── Raw records ──
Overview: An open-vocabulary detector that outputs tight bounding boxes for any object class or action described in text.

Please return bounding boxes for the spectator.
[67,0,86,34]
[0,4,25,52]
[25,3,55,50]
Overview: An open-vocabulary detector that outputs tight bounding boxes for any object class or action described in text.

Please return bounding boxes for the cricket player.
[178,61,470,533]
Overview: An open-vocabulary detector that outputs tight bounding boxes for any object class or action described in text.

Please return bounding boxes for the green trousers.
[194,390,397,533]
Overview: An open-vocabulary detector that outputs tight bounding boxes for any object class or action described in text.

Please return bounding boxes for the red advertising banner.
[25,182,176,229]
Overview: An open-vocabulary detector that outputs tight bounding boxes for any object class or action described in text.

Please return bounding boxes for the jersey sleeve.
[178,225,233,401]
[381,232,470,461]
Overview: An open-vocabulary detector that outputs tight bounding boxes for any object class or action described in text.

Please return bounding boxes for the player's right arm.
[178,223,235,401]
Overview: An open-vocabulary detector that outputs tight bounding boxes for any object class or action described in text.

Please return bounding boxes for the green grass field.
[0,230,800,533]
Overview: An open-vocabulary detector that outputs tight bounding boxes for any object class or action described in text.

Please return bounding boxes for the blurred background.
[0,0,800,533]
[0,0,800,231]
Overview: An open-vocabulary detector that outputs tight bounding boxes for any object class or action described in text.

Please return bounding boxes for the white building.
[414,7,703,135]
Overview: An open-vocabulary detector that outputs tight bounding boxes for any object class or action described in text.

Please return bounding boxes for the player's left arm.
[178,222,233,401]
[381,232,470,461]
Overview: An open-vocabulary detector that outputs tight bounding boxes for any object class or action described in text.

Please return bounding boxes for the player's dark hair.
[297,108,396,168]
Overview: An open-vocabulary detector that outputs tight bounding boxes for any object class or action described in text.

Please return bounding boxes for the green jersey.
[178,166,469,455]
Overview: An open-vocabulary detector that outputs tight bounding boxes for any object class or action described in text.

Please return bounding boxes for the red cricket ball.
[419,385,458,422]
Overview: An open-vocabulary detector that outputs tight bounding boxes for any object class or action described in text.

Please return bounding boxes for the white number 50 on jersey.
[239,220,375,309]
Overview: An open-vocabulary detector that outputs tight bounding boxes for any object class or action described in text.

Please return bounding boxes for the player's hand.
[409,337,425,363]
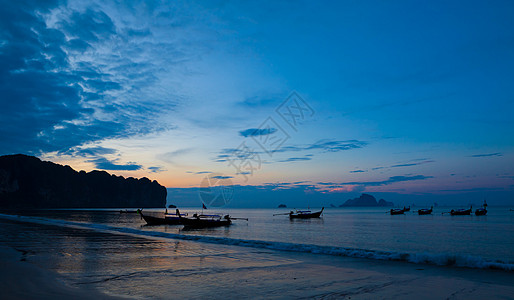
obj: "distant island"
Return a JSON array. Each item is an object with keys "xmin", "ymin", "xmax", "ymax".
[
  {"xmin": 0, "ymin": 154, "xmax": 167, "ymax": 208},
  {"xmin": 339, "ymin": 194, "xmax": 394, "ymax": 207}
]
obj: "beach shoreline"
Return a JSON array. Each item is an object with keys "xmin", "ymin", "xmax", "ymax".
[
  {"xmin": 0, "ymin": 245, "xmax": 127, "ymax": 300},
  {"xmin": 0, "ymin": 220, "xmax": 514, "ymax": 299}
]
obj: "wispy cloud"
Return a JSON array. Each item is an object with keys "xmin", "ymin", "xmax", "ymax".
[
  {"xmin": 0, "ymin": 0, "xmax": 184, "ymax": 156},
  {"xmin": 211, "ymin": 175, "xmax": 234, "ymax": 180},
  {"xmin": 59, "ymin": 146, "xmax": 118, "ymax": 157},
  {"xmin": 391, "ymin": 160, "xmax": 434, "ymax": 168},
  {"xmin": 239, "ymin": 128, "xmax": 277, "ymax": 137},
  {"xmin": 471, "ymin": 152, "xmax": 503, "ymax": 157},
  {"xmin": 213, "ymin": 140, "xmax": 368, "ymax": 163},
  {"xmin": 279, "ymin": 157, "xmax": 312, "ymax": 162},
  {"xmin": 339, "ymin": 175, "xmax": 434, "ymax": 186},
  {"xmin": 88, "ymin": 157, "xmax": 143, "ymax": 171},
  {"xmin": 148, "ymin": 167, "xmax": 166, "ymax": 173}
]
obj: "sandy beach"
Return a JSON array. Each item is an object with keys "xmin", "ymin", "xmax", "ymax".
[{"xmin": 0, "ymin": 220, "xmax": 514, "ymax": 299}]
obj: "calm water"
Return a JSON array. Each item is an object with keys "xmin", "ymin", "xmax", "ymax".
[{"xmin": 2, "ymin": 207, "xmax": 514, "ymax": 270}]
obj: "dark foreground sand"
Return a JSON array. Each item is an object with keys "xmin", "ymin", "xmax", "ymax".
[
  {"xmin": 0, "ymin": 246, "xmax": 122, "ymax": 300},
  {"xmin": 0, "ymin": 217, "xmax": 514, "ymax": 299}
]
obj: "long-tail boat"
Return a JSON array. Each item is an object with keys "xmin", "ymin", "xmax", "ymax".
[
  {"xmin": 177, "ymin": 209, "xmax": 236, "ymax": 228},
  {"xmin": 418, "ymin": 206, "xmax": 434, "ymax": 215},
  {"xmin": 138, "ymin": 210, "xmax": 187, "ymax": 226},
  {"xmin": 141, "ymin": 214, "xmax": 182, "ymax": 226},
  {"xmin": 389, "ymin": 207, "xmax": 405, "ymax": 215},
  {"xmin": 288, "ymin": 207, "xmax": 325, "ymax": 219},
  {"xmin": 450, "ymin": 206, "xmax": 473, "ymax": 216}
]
───
── Raw records ──
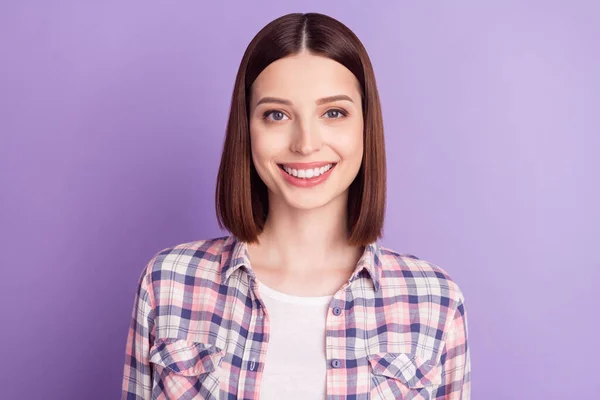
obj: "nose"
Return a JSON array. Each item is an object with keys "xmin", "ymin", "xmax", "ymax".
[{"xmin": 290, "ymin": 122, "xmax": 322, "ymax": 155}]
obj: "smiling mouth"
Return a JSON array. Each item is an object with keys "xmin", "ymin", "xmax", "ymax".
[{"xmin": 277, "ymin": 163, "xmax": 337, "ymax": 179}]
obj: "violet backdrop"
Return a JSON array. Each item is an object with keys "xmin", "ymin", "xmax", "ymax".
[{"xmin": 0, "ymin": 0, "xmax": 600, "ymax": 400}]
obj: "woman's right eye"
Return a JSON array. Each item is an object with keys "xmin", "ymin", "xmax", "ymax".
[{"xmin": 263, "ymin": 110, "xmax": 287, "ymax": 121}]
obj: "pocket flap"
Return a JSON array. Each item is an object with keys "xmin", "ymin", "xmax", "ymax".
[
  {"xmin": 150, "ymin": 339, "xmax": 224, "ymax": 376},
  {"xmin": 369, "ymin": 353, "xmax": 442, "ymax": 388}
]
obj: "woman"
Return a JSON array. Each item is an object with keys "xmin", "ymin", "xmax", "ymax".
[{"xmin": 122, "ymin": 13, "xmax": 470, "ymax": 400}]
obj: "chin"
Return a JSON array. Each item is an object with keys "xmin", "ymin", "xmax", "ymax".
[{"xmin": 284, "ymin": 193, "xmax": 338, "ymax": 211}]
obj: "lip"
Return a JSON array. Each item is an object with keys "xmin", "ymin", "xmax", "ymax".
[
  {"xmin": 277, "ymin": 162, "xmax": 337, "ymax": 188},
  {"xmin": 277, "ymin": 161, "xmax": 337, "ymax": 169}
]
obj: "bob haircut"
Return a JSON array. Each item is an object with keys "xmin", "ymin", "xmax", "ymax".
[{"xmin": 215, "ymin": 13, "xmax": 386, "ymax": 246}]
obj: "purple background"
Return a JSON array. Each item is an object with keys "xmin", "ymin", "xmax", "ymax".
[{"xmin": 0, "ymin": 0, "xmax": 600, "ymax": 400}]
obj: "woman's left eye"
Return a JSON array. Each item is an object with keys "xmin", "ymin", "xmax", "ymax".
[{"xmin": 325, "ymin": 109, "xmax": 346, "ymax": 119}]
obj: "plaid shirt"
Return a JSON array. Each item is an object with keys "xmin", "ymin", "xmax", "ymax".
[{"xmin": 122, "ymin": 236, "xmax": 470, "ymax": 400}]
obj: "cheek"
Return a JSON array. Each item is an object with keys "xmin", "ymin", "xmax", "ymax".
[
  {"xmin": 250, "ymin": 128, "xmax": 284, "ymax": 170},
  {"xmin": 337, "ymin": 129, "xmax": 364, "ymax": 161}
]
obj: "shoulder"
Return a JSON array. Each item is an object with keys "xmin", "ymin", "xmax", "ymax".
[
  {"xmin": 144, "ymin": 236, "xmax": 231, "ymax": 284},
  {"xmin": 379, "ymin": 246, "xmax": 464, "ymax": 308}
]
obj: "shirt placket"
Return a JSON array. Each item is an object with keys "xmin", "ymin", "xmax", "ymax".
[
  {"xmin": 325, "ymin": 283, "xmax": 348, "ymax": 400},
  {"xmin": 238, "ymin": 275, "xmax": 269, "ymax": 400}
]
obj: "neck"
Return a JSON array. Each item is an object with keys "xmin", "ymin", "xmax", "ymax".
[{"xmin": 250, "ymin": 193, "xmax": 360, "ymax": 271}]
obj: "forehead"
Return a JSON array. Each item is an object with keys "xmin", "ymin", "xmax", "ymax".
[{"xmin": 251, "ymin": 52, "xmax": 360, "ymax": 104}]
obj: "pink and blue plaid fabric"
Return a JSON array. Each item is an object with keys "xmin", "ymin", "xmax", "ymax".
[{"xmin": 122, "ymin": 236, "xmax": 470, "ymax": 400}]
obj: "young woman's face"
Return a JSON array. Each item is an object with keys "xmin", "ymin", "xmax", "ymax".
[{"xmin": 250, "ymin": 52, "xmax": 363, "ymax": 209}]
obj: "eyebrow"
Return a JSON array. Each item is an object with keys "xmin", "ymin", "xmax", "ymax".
───
Required task
How many lines of the records above contain the string "dark"? Case counts; reply with the number only.

Result below
2